▶ Texte extrait
*-*-*

La précarité est un moteur de l’université, à la dérive… Tous les rendez-vous d’actions du 17 novembre…

L’année universitaire 2020-2021, se fait dans des conditions particulièrement difficiles, pour les étudiant·es comme pour les personnels. Les étudiant‧es, dont près de la moitié travaille habituellement pour vivre, prennent de plein fouet les mesures de lutte contre la pandémie et la réduction du nombre des opportunités d’emploi. Au coronavirus, s’ajoute le passage au pas de charge de la loi de programmation de la recherche (LPPR). Cette loi a provoqué une forte mobilisation des universités au printemps dernier, mobilisation actuellement contrainte par l’état d’urgence sanitaire. Cette loi entérine non seulement la précarisation de la fac, mais elle la renforce tout en pénalisant la protestation.

Précarité étudiante structurelle, aggravée par la crise actuelle

Les étudiant.es subissent la crise sanitaire et la pression des universités qui persistent dans leur logique d’évaluation des étudiant.es, alors que les conditions d’enseignement sont au mieux « dégradées »… et qu’une bonne partie des étudiant.es cherchent à subvenir à leurs besoins fondamentaux.  

La « continuité pédagogique » est une fiction, quelle que soit la novlangue (« enseignements hybrides », ou encore « en distanciel » et « en présentiel ») dont elle se pare. D’ailleurs, il s’agit plutôt du « démerdentiel »… L’université est plus préoccupée à organiser des examens bancales qu’à mettre en débat l’enseignement dégradé, qu’à stopper la fuite en avant. La fac préfère faire « comme si ». Comme si le virtuel pouvait remplacer la dimension humaine du rapport à l’autre, de l’échange, du débat. Comme si le numérique ne renforçait pas les fractures et inégalités entre étudiant.es. Comme si la vie à distance pouvait permettre les solidarités. Comme si déléguer le lien humain aux entreprises privées du numérique était anodin. Comme si la situation actuelle n’obligeait pas repenser la condition étudiante.

D’après l’Observatoire de la vie étudiante (OVE, enquête 2016), près de 23% des étudiant.e.s ont été confronté.e.s à d’importantes difficultés financières, 46% des étudiant.e.s ont eu une activité rémunérée pendant l’année universitaire. À l’Université Bordeaux Montaigne, les  étudiant.es salarié.es travaillent en moyenne 19h par semaine (enquête UBM « Evaluation des formations 2019-2020 »). Un.e étudiant.e sur cinq est en dessous du seuil de pauvreté (60% du niveau de vie médian), contre 12,8% de l’ensemble de la population (« Revenu, niveau de vie et pauvreté en 2016, Insee). Ces chiffres qui illustrent la situation de fragilité structurelle et de frein à la réussite, sont fortement aggravés par la crise actuelle. Les associations caritatives (Banques alimentaires, Secours populaire, etc.) tirent la sonnette d’alarme devant l’explosion du nombre de demandes d’aide. Des collectifs de solidarité alimentaire, souvent constitués par les premier.ères concérné.es, s’organisent pour soutenir les étudiant.es, preuve s’il en est que l’autogestion et l’action sont une réponse aux incuries de l’État et aux politiques injustes du gouvernement. Le pouvoir en place n’a-t-il pas diminué les APL, ne refuse-t-il pas d’encadrer les loyers, cautionnant l’engraissement des propriétaires immobiliers sur le dos des plus fragiles ? Les mesures sporadiques, versées au compte-goutte sont loin d’être à la hauteur des enjeux. Plus largement, le CROUS est sous-doté, tout comme l’enseignement universitaire dont le budget entre 2008 et 2018, a augmenté d’un peu moins de 10% alors que les effectifs d’étudiant.es ont augmenté de 20%. Cela signifie que le budget par étudiant a chuté de près de 10% en France entre 2008 et 2018 (Piketty, Le Monde, 12 oct. 2017). Les chiffres du budget avancés dans la LPPR ne sont qu’un trompe l’œil, des effets d’annonce destinés à masquer la casse de l’université.

*-*-*

▶ Ordre de travail A
D'après le texte sur la précarité étudiante, combien d'heures par semaine les étudiant·es salarié·es de l'Université Bordeaux Montaigne travaillent-ils en moyenne ?
▶ Ordre de travail B
Reproduisez à l'identique tout ce qui va de « L’année universitaire 2020-2021, se » jusqu'à « pénalisant la protestation. » dans le texte sur la précarité étudiante.

*-*-*

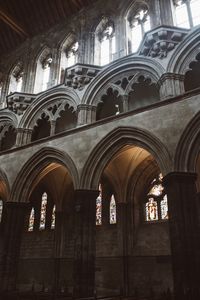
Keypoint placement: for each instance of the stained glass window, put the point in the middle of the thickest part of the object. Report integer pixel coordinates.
(99, 207)
(113, 213)
(139, 24)
(1, 210)
(53, 218)
(31, 220)
(164, 208)
(187, 13)
(151, 210)
(43, 211)
(156, 206)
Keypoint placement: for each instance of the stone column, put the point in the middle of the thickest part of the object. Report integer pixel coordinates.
(86, 114)
(58, 243)
(23, 136)
(184, 234)
(84, 253)
(123, 249)
(171, 85)
(12, 232)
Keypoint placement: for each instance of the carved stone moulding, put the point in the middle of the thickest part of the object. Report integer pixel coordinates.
(160, 41)
(79, 75)
(18, 102)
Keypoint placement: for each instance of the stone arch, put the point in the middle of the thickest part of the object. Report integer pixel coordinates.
(8, 126)
(188, 147)
(185, 53)
(57, 96)
(112, 143)
(21, 187)
(117, 68)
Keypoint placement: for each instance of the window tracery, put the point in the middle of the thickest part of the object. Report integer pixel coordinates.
(139, 23)
(156, 208)
(113, 212)
(187, 13)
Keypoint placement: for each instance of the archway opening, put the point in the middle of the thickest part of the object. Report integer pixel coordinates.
(132, 251)
(47, 241)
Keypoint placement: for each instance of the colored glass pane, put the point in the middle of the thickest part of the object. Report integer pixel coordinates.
(31, 220)
(1, 210)
(43, 211)
(99, 207)
(113, 215)
(151, 210)
(164, 208)
(53, 218)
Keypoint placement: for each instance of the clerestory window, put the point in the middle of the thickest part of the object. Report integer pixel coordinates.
(139, 23)
(105, 43)
(187, 13)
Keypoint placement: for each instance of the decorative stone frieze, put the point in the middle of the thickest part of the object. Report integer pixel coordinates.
(18, 102)
(79, 75)
(162, 40)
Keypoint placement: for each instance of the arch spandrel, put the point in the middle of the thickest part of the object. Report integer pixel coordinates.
(112, 143)
(132, 63)
(185, 53)
(60, 95)
(21, 188)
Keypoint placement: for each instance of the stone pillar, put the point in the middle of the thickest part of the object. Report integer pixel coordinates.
(184, 234)
(58, 242)
(12, 232)
(171, 85)
(123, 249)
(86, 114)
(23, 136)
(84, 253)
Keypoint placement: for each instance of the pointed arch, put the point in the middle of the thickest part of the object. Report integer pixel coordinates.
(61, 95)
(188, 147)
(22, 186)
(131, 63)
(112, 143)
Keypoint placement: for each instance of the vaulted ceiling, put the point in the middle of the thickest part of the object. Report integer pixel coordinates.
(22, 19)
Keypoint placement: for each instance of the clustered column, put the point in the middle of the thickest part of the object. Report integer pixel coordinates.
(184, 233)
(84, 254)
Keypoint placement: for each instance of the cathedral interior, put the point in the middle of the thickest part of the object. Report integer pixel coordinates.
(100, 149)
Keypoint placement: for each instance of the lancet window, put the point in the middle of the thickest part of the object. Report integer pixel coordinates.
(187, 13)
(156, 207)
(139, 23)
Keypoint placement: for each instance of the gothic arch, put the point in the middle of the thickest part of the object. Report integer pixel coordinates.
(185, 53)
(117, 68)
(188, 147)
(112, 143)
(61, 95)
(21, 187)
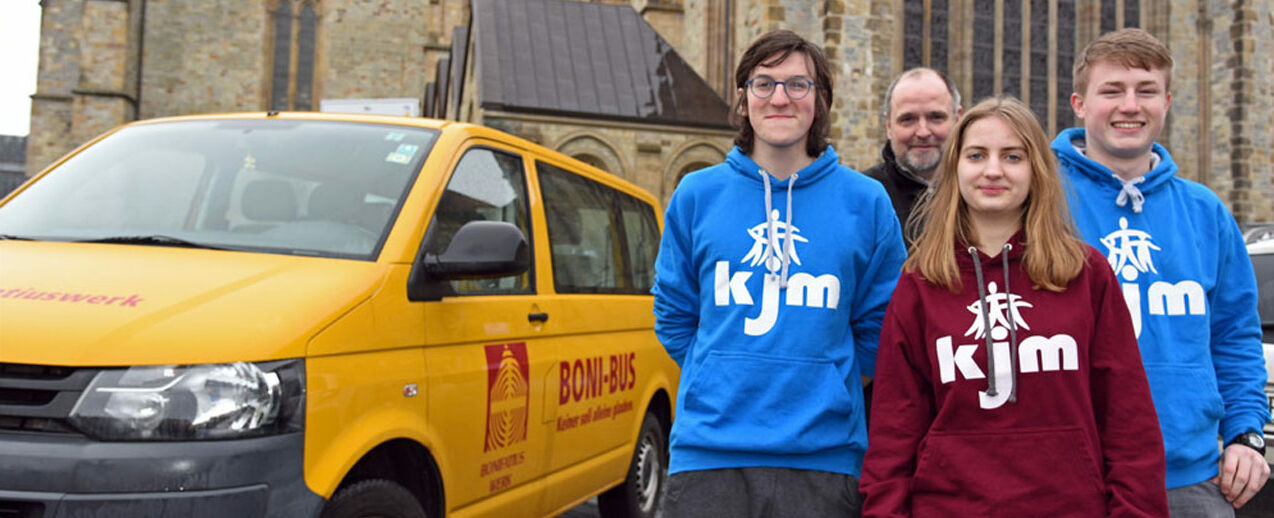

*-*-*

▶ Zone de réponse A
19 heures par semaine en moyenne.

▶ Zone de réponse B
L’année universitaire 2020-2021, se fait dans des conditions particulièrement difficiles, pour les étudiant·es comme pour les personnels. Les étudiant‧es, dont près de la moitié travaille habituellement pour vivre, prennent de plein fouet les mesures de lutte contre la pandémie et la réduction du nombre des opportunités d’emploi. Au coronavirus, s’ajoute le passage au pas de charge de la loi de programmation de la recherche (LPPR). Cette loi a provoqué une forte mobilisation des universités au printemps dernier, mobilisation actuellement contrainte par l’état d’urgence sanitaire. Cette loi entérine non seulement la précarisation de la fac, mais elle la renforce tout en pénalisant la protestation.